J.M.W. Turner: Sketchbooks, Drawings and Watercolours

ISBN 978-1-84976-386-8

Joseph Mallord William Turner Yarrow Kirk, Selkirkshire 1834

Joseph Mallord William Turner 1775–1851
Folio 34 Recto:
Yarrow Kirk, Selkirkshire 1834
D26160
Turner Bequest CCLXVIII 34
Pencil on white wove paper, 111 x 181 mm
Inscribed in red ink by John Ruskin ‘34’ bottom left descending vertically
Stamped in black ‘CCLXVIII – 34’ bottom left descending vertically
 
Accepted by the nation as part of the Turner Bequest 1856
Gerald Finley has listed this sketchbook page among those used on Turner’s two-day tour to Selkirk, St Mary’s Loch and Innerleithen,1 while David Wallace-Hadrill has tentatively suggested that this may be a sketch of Innerleithen.2 A more likely identification, however, is the village of Yarrow with Yarrow Kirk and Bridge, made by Turner as he travelled along the Yarrow Valley from St Mary’s Loch to Selkirk. The church, which is seen here from the approach to the west, has changed in appearance since the addition of an octagonal apse in 1906, but its size and the topography of the landscape make a good match with Nout Hill on the left and Deuchar Hill on the right. Turner has included a separate sketch of the church’s small bell tower at the bottom of the page.
* * * * * * * * *
▶ **Objective 1**: Copy the catalog entry on Turner's Yarrow Kirk sketch from "Accepted by the" to "of the page.".
▶ **Objective 2**: According to the catalog entry on Turner's Yarrow Kirk sketch, what addition changed the church's appearance in 1906?
▶ **Objective 3**: Go on with the catalog entry on Turner's Yarrow Kirk sketch from its final sentence.

▶ **Data section**:
* * * * * * * * *
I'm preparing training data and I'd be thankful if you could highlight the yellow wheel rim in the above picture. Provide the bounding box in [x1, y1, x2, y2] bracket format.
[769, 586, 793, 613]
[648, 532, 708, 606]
* * * * * * * * *
▶ **Response 1**:
Accepted by the nation as part of the Turner Bequest 1856
Gerald Finley has listed this sketchbook page among those used on Turner’s two-day tour to Selkirk, St Mary’s Loch and Innerleithen,1 while David Wallace-Hadrill has tentatively suggested that this may be a sketch of Innerleithen.2 A more likely identification, however, is the village of Yarrow with Yarrow Kirk and Bridge, made by Turner as he travelled along the Yarrow Valley from St Mary’s Loch to Selkirk. The church, which is seen here from the approach to the west, has changed in appearance since the addition of an octagonal apse in 1906, but its size and the topography of the landscape make a good match with Nout Hill on the left and Deuchar Hill on the right. Turner has included a separate sketch of the church’s small bell tower at the bottom of the page.

▶ **Response 2**: An octagonal apse.

▶ **Response 3**:
Besides the attractive setting of the lonely church, Turner may have been aware that it had been frequented by both Sir Walter Scott and James Hogg. Turner’s two-day excursion around the Scottish Borders on 2 and 3 October 1834 was undertaken to sketch sites associated with Sir Walter Scott. Turner had been commissioned by the late author’s publisher, Robert Cadell, to illustrate new editions of Scott’s Prose Works and the Waverley Novels, as well as J.G. Lockhart’s Life of Scott. Turner seems to have also taken an interest in the area’s association with the poet James Hogg, whose surname is inscribed on two pages of this sketchbook (folios 26 verso and 33; D26145, D26158).

Thomas Ardill
January 2011

1
Finley 1990, pp.182, 258 note 48.
2
David Wallace-Hadrill, ‘1834/ 1831’ (unpublished MS), circa 1991, Tate catalogue files.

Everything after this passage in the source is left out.